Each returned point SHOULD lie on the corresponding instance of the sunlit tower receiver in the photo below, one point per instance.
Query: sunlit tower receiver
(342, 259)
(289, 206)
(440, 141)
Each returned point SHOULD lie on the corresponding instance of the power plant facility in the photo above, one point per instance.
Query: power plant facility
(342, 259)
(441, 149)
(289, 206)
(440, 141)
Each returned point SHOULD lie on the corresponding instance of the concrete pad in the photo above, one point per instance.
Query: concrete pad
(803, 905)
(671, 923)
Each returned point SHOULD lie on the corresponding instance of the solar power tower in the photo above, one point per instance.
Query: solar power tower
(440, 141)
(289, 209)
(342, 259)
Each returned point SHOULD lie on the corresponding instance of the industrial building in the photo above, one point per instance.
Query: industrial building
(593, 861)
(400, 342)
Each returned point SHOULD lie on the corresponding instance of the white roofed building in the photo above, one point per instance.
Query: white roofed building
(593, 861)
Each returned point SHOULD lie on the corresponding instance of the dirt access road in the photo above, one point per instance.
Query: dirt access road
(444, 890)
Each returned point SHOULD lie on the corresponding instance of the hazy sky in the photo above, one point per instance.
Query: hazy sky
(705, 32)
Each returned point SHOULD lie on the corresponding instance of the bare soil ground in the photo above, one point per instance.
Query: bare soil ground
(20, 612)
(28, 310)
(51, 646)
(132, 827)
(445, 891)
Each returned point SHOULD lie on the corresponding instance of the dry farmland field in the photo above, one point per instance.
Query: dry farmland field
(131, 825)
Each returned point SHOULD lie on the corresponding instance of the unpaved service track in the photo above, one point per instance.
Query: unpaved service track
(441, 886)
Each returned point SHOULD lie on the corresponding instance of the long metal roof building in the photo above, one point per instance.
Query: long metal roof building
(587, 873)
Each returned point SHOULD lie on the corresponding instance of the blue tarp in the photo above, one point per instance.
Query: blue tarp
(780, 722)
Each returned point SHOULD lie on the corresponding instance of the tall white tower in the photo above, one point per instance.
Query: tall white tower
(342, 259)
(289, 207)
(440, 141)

...

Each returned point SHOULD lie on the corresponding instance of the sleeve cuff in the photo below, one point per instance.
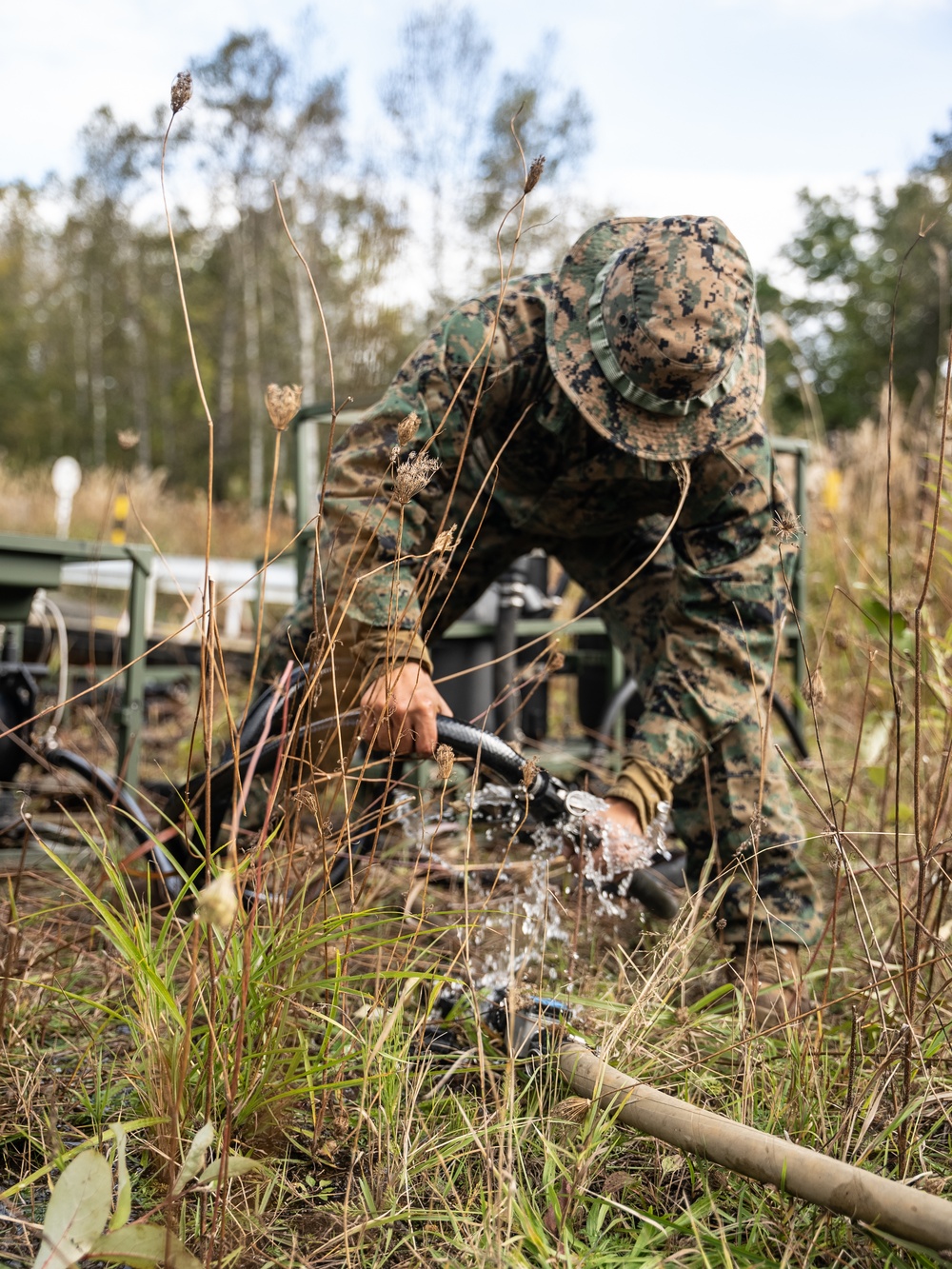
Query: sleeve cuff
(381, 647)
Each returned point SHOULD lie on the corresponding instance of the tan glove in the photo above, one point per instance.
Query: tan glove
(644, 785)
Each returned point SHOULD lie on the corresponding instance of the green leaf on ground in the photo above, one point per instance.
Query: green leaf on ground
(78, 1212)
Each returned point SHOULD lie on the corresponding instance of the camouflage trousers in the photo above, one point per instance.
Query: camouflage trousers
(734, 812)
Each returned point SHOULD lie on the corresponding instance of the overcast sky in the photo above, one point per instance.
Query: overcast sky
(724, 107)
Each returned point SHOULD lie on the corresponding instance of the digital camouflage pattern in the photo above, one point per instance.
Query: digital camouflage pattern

- [REQUIREMENT] Pick out every line of the records above that contains the word "glove", matching case, and copy each one.

- [THE REPLY]
Each returned point SHOULD lie on the corresponding instance of the tan glove in the photo above, one point per instance.
Query: tan glove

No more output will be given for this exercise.